Reproduce the first line of the entries that follow and each later line, word for word, ending with the one containing "Target: entrance door".

== Recorded information ==
══════
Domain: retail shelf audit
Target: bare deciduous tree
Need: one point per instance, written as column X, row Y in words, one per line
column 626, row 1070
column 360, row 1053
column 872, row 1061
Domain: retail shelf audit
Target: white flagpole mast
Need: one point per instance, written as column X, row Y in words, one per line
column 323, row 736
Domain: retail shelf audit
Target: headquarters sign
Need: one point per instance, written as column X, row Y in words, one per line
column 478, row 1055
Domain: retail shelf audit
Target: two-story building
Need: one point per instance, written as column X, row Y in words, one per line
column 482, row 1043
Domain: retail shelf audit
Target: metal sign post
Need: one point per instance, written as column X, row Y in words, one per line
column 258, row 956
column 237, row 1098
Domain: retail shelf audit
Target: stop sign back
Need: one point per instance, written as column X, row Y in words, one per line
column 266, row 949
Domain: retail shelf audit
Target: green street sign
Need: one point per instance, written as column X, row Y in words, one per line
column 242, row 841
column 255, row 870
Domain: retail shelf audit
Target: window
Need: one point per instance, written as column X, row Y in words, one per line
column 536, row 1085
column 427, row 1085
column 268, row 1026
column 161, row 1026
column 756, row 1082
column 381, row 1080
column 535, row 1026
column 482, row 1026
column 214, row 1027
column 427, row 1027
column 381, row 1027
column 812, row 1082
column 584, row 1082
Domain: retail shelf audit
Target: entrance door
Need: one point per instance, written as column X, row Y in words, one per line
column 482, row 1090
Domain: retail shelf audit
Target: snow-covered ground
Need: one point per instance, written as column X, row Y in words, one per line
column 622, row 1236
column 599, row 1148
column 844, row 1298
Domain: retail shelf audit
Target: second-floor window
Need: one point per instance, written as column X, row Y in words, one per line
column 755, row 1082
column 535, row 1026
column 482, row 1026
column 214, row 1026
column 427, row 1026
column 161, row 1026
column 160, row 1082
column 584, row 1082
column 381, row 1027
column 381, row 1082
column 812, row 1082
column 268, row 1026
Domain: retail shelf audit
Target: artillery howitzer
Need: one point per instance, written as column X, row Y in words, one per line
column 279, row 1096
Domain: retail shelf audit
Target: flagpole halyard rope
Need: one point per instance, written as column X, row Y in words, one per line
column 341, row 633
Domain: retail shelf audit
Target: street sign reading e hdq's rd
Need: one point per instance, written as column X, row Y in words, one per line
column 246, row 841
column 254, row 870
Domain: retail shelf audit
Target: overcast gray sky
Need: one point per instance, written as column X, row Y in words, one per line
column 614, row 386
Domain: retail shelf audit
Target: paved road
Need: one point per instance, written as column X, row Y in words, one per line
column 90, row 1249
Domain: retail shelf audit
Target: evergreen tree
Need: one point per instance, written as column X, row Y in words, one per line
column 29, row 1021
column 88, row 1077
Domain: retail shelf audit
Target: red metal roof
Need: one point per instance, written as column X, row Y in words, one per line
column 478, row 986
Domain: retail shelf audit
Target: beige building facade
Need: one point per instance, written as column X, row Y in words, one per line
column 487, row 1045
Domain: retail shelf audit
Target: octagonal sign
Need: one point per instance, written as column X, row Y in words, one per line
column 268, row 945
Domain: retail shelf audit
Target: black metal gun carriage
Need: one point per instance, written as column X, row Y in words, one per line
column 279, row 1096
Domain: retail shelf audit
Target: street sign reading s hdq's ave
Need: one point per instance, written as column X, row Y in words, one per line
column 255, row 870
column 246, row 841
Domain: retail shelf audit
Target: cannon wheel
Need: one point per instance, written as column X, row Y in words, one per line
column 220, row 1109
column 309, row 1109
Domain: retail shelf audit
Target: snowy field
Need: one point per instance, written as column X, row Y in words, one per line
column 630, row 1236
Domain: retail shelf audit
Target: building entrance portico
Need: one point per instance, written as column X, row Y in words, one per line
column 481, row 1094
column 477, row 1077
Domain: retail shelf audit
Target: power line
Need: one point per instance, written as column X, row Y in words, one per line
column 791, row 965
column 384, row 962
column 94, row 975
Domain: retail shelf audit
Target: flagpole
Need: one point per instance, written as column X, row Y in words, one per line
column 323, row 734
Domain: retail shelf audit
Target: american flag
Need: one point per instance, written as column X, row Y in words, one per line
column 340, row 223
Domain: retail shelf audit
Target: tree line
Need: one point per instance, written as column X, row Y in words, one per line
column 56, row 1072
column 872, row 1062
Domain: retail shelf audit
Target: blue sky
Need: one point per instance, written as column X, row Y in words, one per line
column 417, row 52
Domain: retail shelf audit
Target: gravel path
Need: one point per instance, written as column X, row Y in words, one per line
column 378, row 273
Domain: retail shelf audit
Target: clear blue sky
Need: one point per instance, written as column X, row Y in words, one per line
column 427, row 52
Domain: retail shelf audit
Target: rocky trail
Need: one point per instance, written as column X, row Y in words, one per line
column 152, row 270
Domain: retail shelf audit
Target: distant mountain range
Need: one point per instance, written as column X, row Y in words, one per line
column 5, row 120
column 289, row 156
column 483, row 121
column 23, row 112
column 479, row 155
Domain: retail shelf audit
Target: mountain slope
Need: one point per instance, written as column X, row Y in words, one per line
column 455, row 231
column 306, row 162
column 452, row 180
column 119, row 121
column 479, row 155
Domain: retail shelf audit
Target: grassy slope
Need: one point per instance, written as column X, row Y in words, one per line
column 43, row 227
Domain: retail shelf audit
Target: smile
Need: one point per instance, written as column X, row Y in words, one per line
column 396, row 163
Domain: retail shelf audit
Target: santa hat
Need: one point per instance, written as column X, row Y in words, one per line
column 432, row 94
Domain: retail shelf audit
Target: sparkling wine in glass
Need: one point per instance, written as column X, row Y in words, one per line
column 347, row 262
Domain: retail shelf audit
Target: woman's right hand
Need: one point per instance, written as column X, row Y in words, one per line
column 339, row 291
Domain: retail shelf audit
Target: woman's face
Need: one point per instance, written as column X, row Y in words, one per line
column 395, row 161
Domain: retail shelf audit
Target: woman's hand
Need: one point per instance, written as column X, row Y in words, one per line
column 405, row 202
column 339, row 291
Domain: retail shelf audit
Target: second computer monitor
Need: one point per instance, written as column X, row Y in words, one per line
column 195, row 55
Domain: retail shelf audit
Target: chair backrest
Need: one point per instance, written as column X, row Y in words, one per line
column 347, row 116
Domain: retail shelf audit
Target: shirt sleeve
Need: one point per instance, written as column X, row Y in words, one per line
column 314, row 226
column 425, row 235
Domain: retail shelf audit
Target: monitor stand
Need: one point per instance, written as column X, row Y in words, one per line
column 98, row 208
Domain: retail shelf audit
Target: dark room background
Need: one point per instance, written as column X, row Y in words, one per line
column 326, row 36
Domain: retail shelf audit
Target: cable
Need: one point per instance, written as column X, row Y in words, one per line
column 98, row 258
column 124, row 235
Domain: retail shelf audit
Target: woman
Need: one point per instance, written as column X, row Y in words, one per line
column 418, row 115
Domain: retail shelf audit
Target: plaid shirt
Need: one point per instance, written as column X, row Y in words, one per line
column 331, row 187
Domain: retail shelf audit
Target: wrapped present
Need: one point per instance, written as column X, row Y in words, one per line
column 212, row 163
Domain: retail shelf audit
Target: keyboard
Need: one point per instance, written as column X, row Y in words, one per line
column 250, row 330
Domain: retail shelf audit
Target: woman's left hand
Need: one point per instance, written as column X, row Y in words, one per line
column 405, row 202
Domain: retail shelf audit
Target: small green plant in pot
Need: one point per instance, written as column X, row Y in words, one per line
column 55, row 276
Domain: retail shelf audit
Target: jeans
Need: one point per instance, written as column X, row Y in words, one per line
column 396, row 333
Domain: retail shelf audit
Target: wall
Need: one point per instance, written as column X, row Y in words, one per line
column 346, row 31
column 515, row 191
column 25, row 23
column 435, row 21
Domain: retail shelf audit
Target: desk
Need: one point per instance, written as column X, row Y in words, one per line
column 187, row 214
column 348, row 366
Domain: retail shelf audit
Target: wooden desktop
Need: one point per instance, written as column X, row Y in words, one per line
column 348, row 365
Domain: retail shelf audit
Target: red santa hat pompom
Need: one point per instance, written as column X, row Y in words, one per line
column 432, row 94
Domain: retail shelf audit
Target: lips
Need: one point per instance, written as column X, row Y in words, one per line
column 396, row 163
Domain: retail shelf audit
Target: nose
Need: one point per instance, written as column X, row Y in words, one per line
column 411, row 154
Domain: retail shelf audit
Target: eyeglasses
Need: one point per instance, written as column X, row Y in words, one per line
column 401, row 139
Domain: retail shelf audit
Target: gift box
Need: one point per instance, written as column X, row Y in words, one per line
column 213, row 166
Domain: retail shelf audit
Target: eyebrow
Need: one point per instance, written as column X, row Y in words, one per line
══════
== Answer section ==
Domain: retail shelf audit
Target: bare deciduous tree
Need: one point per instance, written as column X, row Y in words, one per line
column 626, row 1070
column 360, row 1053
column 872, row 1061
Domain: retail shelf audit
Target: white flagpole mast
Need: one point per instance, written as column X, row Y in words, one per line
column 323, row 736
Domain: retail shelf audit
Target: headquarters sign
Need: one point per instance, written as column X, row Y in words, one per line
column 478, row 1055
Domain: retail shelf audit
Target: two-story building
Need: one point per instance, written as column X, row Y in words, one per line
column 482, row 1043
Domain: retail shelf audit
Target: metal sign post
Need: one point per instance, written as column X, row Y in words, one per line
column 258, row 956
column 237, row 1098
Domain: retail shelf audit
Target: stop sign back
Need: one point per instance, written as column X, row Y in words, one per line
column 266, row 949
Domain: retail shelf audit
Target: green street sign
Need: one point per instance, written as column X, row Y in words, one per line
column 242, row 841
column 255, row 870
Domain: retail shelf audit
Target: window
Need: one point per instance, written as column X, row Y in words, one per line
column 536, row 1085
column 427, row 1085
column 268, row 1026
column 161, row 1026
column 756, row 1082
column 381, row 1080
column 535, row 1026
column 482, row 1026
column 214, row 1027
column 427, row 1027
column 381, row 1027
column 812, row 1082
column 584, row 1082
Domain: retail shelf audit
Target: entrance door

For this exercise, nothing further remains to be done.